Questions to answer —
**1.** Please list every event or race named in the Nordic Walking thread below.
**2.** Summarize the Nordic Walking thread below in two sentences.

Text provided —
========================================================================

# Nordic Walking.



## Chris Hobson (Jul 4, 2020)

Nordic Walking is something that has gradually crept into my consciousness until I have now experienced a kind of road to Damascus revelation. Having done endure 24 events and the Rudolf Romp, I have encountered various people who are doing the event walking while using the kind of sticks that people use when skiing. On the Rudolf Romp I was overtaken by a couple who were using these sticks and, though I was alternating running and walking, I never saw them again. My wife Liz then got into Nordic Walking and then began to gently nag me into giving it a go. Not really seeing what the attraction was I remained indifferent.

In the past, I have travelled on foot accompanied by my wife and daughter on trips around the shops. Both of them are slightly undertall and have little short legs so I was constantly being berated for walking too fast and would have to keep stopping so that they could catch up. Come the lockdown, wife and I would go out for a walk together and she would insist on taking her stupid effing ski poles with her. Suddenly the boot was on the other foot, I was having to do little runs to keep up. So I have become a new convert, have been on a course to learn the correct technique and have bought myself some Nordic Walking poles. Essentially it involves walking while using your arms to help to propel yourself along. In practice you get between 25 and 50 percent extra forward thrust which, while not as quick as running, is still far quicker than normal walking.

Wife and I have both signed up for a 24 hour race in September, the Equinox. I have a slight knee injury which means that I can't run at the moment, walking however is fine. Nordic Walking means that I will hopefully be able to clock up a respectable number of miles without having to run.


----------



## trophywench (Jul 5, 2020)

I bought a pair after I was diagnosed with intermittent claudication - and yes!


----------



## everydayupsanddowns (Jul 6, 2020)

It‘s quite popular round here, with organised mixed age/ability groups doing warmups in one of my dog walking spots before launching off on a big ole hike.


----------



## Drummer (Jul 7, 2020)

After a run in with an idiot in a car who reversed into me, I used Nordic walking poles and was able to get mobile far faster than I thought - it lengthens the stride, gives confidence on uneven ground and reduces fatigue. I have seen one person with an above the knee amputation using them without a prosthetic limb, just triple stepping along faster than walking pace with short curved strips on the ends of poles - presumably for extra stability.


----------



## trophywench (Jul 7, 2020)

Think the curved strips add 'spring' to the step.


----------

========================================================================

Extracted information —
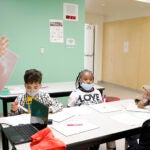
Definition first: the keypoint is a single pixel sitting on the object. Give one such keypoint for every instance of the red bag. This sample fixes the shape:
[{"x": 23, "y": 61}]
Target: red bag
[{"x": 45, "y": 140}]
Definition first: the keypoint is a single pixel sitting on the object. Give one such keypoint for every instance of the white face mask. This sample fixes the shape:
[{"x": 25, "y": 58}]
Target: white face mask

========================================================================

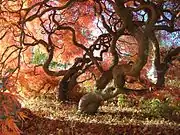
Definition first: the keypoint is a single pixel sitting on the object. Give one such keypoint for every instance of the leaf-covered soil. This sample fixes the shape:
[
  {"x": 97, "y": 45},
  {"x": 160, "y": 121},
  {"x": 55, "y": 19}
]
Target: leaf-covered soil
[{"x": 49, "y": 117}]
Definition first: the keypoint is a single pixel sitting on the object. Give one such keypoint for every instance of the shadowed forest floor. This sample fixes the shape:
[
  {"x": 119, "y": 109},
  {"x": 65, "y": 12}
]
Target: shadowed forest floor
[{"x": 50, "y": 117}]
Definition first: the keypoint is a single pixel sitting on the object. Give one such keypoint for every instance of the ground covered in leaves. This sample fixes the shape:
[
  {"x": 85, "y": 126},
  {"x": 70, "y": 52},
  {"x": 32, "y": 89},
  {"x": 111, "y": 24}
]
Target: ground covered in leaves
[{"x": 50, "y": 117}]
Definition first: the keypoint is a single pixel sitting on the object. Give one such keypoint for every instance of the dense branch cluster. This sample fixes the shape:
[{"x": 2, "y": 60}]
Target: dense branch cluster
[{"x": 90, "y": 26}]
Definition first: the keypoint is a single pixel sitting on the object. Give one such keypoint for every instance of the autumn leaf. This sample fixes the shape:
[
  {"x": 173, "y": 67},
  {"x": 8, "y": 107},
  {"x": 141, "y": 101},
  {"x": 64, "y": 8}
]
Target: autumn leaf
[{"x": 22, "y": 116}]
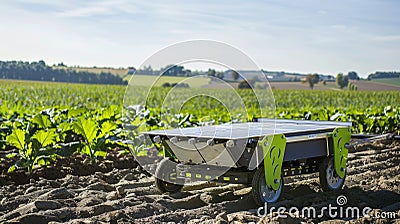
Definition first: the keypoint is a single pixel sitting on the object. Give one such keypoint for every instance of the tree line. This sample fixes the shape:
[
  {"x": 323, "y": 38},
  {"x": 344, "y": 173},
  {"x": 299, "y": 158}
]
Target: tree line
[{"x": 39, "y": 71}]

========================================================================

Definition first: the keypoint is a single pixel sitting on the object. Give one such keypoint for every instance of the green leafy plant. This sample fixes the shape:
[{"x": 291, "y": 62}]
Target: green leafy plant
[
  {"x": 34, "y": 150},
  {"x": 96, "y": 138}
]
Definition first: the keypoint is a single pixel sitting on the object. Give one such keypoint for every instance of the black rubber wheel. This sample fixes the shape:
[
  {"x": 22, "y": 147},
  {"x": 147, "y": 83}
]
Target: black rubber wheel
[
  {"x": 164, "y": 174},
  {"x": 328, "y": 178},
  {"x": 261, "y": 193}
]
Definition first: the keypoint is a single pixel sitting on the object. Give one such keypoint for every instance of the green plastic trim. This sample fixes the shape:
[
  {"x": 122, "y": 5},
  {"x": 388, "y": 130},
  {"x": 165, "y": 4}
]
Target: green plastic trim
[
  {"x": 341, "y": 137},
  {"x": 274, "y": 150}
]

========================================================================

Solution list —
**1.**
endure 24
the Rudolf Romp
the Equinox

**2.** Chris Hobson describes becoming a convert to Nordic Walking, which uses the arms and poles to propel a walker with 25 to 50 percent extra forward thrust, and plans to use it in the Equinox, a 24 hour race in September, because a knee injury currently prevents running. Other posters mention buying poles after a diagnosis of intermittent claudication, organized group hikes, using poles to get mobile again after being reversed into by a car, and seeing a person with an above the knee amputation moving faster than walking pace on them.